*WHAT IS EXPECTED*. Print out the data below in full, exactly as written.

==== PROVIDED INFORMATION ====

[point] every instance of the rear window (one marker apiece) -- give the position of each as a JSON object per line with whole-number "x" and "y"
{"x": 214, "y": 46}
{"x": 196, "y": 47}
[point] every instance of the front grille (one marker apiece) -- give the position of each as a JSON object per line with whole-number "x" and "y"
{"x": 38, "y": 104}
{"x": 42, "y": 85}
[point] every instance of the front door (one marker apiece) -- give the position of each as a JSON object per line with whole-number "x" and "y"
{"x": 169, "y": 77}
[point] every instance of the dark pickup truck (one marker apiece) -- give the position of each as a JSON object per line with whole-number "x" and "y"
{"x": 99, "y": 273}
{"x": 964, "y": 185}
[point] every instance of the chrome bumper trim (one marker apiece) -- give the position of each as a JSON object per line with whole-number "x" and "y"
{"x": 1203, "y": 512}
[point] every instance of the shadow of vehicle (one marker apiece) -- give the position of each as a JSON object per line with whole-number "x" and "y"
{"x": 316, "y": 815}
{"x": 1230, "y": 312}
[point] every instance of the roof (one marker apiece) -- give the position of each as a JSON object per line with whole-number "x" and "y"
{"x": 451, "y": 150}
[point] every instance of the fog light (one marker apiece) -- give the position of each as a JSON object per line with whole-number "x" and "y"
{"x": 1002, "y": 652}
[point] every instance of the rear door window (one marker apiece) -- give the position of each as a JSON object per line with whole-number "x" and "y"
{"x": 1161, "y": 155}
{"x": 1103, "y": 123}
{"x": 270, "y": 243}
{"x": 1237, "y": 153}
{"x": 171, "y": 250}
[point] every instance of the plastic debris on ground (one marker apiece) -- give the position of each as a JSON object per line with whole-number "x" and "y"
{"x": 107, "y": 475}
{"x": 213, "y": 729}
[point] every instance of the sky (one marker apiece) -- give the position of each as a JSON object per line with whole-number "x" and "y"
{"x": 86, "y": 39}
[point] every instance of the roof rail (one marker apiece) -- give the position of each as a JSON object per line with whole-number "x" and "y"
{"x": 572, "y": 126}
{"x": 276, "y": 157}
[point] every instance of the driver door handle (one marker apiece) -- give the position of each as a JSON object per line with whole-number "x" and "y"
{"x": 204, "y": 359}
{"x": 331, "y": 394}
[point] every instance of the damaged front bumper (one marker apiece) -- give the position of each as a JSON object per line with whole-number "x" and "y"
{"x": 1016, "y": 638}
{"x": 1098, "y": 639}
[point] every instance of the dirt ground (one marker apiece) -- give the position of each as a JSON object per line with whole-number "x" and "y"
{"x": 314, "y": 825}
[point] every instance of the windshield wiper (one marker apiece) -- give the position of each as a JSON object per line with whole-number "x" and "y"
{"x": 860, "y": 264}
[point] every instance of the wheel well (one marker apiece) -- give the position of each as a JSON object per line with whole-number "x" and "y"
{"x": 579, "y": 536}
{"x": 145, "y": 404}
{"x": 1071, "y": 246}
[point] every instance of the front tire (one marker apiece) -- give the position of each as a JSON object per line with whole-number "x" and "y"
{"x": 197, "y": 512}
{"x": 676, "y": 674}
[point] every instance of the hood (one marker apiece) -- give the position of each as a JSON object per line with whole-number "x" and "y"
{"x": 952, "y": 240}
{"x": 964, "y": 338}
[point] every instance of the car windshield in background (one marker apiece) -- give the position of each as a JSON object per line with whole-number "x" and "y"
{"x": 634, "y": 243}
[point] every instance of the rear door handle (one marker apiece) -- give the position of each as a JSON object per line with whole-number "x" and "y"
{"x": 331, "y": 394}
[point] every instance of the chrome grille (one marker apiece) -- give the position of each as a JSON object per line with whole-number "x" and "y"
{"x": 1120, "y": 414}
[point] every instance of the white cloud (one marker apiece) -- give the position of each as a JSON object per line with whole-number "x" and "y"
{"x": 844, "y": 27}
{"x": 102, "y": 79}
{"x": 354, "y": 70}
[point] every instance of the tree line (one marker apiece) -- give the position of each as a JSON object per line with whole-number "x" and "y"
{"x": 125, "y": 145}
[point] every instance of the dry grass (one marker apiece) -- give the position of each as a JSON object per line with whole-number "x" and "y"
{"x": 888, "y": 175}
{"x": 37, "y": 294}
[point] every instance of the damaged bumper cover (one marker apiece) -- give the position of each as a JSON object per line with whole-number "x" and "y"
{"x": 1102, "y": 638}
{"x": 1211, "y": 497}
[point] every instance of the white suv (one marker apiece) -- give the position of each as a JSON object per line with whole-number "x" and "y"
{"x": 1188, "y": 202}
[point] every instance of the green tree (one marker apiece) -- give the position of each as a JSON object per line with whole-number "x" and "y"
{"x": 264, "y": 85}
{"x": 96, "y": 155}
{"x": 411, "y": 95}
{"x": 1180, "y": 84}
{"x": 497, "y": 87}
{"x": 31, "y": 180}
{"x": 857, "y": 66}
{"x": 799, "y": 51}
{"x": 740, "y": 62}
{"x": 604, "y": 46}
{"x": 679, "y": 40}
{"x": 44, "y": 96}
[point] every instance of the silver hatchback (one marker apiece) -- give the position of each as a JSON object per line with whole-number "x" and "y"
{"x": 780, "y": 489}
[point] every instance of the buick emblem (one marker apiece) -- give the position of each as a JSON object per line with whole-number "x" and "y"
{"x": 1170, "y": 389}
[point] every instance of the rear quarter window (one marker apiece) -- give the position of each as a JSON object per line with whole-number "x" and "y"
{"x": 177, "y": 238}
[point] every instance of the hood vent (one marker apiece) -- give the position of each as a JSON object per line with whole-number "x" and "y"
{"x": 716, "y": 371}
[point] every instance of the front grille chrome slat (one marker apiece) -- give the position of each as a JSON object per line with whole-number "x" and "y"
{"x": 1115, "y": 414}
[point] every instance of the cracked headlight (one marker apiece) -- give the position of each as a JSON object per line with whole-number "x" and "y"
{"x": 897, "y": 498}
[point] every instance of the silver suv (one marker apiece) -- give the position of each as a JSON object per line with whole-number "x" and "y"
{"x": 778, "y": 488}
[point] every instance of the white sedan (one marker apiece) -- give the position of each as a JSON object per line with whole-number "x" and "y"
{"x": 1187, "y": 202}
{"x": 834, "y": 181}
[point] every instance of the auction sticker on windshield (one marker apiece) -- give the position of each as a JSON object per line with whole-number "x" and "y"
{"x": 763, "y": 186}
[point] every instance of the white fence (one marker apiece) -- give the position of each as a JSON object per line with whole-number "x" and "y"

====

*RESPONSE*.
[point] every instance of the rear window (one marker apiece) -- give the position of each as a JSON object per line with whole-number "x" and "y"
{"x": 214, "y": 46}
{"x": 196, "y": 47}
[point] every instance of the front grille (one marker apiece) -- give the position of each as a JSON object per line with whole-number "x" and "y"
{"x": 38, "y": 104}
{"x": 42, "y": 85}
[point] every instance of the front door (one marker apiece) -- give the position of each as a JSON object per line with whole-number "x" and "y"
{"x": 169, "y": 77}
[point] every instance of the dark pickup truck (one marker apiece) -- give the position of each as a JSON object per line with whole-number "x" and "y"
{"x": 99, "y": 273}
{"x": 964, "y": 185}
[point] every instance of the chrome bumper trim (one marker apiece) -- give the position of each as a JSON object per line with whole-number "x" and "y"
{"x": 1203, "y": 512}
[point] every instance of the shadow of vehicle (one marker apiece) -- give the position of each as a JSON object per line with whole-number "x" and "y"
{"x": 316, "y": 815}
{"x": 1230, "y": 312}
[point] every instance of the roof (one marker apiece) -- give the position of each as a JSON object per line with whole-number "x" and "y"
{"x": 451, "y": 150}
[point] every instance of the fog light (one marker apiece) -- give the position of each as a JSON object per line with whole-number "x" and "y"
{"x": 1002, "y": 652}
[point] every instance of the rear door window (one marker apiece) -- give the position of each as a JSON object per line with whole-number "x" and "y"
{"x": 1161, "y": 155}
{"x": 1103, "y": 123}
{"x": 270, "y": 243}
{"x": 1237, "y": 153}
{"x": 171, "y": 250}
[point] every instance of the plastic debris on ground (one marker apiece) -- give the position of each as a JSON object per line with whole-number "x" and "y"
{"x": 107, "y": 475}
{"x": 213, "y": 729}
[point] every instance of the sky (one marker apiece) -- give the position of each as a JSON object per line with whole-number "x" and "y"
{"x": 86, "y": 39}
[point] every instance of the roof rail (one marker apiece) -- give the position of each as a JSON object per line with whole-number "x" and "y"
{"x": 572, "y": 126}
{"x": 276, "y": 157}
[point] every instance of the driver door handle (one marker apiece) -- give the position of each as a JSON object per line with whole-number "x" and "y"
{"x": 204, "y": 359}
{"x": 331, "y": 394}
[point] every instance of the damaged front bumper (one marker apiece) -- give the position of each as a JSON object per line with whole-number "x" and "y"
{"x": 1016, "y": 638}
{"x": 1098, "y": 639}
[point] every instance of the dirt ground (one marker apiece) -- give the position of each as a JSON object per line with whole-number "x" and "y"
{"x": 314, "y": 825}
[point] every instance of the windshield wiper (one marker apiece) -- give the position of each as a JSON object per line with whole-number "x" and "y"
{"x": 860, "y": 264}
[point] every instance of the wheel well (one marker apiece) -- give the position of each as a JSON object per line with whole-number "x" and "y"
{"x": 579, "y": 536}
{"x": 145, "y": 404}
{"x": 1071, "y": 246}
[point] every instance of the front tire (one marker apiece) -- give the position of each as a JSON object per line with whole-number "x" and "y"
{"x": 197, "y": 512}
{"x": 676, "y": 674}
[point] every instance of the hood (one marker apiece) -- give the position of each as a JSON object per line with whole-number "x" and "y"
{"x": 952, "y": 240}
{"x": 964, "y": 338}
[point] every instance of the car windshield in background (one marker apiece) -- give the position of each as a JSON object per line with whole-number "x" and "y"
{"x": 634, "y": 243}
[point] every instance of the rear door handle (one marker apiece) -- give the position of each as a JSON object per line with whole-number "x" and "y"
{"x": 331, "y": 394}
[point] every instance of the chrome grille (one marker apiece) -- give the position of each as a JSON object per line with whole-number "x" and "y"
{"x": 1120, "y": 414}
[point] every instance of the white cloud (one marker apiece) -- give the position of each as a JSON object per line with whole-number "x" and "y"
{"x": 844, "y": 27}
{"x": 102, "y": 79}
{"x": 354, "y": 70}
[point] every instance of the tree line (one marker apiece) -- give the position of each as a JSON object per line with whole-number "x" and "y"
{"x": 125, "y": 145}
[point] every instance of the dry grass (one marker apiece) -- give the position of each as a JSON object per line with whole-number "x" and "y"
{"x": 888, "y": 175}
{"x": 37, "y": 294}
[point] every instance of the damaged bumper cover (one marker apiece) -- give the position of each as a JSON object per line with whole-number "x" and "y"
{"x": 1102, "y": 638}
{"x": 1211, "y": 497}
[point] every instance of the white suv (one marker apiece) -- give the position of each as a JSON object per line with whole-number "x" and "y"
{"x": 1188, "y": 202}
[point] every instance of the green tree (one marker apiece) -- give the position of each as a JSON object per line with whole-number "x" and "y"
{"x": 264, "y": 85}
{"x": 96, "y": 155}
{"x": 411, "y": 95}
{"x": 1180, "y": 84}
{"x": 497, "y": 87}
{"x": 31, "y": 180}
{"x": 857, "y": 66}
{"x": 799, "y": 51}
{"x": 740, "y": 62}
{"x": 604, "y": 46}
{"x": 679, "y": 40}
{"x": 44, "y": 96}
[point] every instance of the silver hatchback (one marker apiece) -- give the position of each as a JSON object per line with whole-number "x" and "y"
{"x": 780, "y": 489}
[point] every instance of the buick emblem (one marker apiece) -- give the position of each as a JSON object per line with whole-number "x" and "y"
{"x": 1170, "y": 389}
[point] every instance of the rear quarter window (one marker apiece) -- give the position of each as a JSON object per line with whole-number "x" and "y"
{"x": 177, "y": 238}
[point] every instance of the hood vent (one marker apiece) -- give the position of each as a JSON object per line with whole-number "x" and "y"
{"x": 716, "y": 371}
[point] every instance of the front grille chrome slat (one marker apiece) -- give the position of each as a JSON object per line with whole-number "x" and "y"
{"x": 1115, "y": 414}
[point] every instance of the cracked headlight (one marker apiece) -- give the position of each as a JSON object per line with whole-number "x" and "y"
{"x": 897, "y": 498}
[point] every instance of the silver suv (one marker apiece) -- give the position of each as a JSON object per line with whole-number "x" and "y"
{"x": 778, "y": 488}
[point] every instance of the white sedan (one marker apiece) -- give the position of each as a JSON object per line with whole-number "x" and "y"
{"x": 1187, "y": 202}
{"x": 834, "y": 181}
[point] every instance of the auction sticker on windshield (one marker apiece) -- give the position of each as a JSON object per line with whole-number "x" and "y"
{"x": 763, "y": 186}
[point] every instance of the white fence (one marker apiece) -- give the position of each as a JSON object per line with whole-number "x" and "y"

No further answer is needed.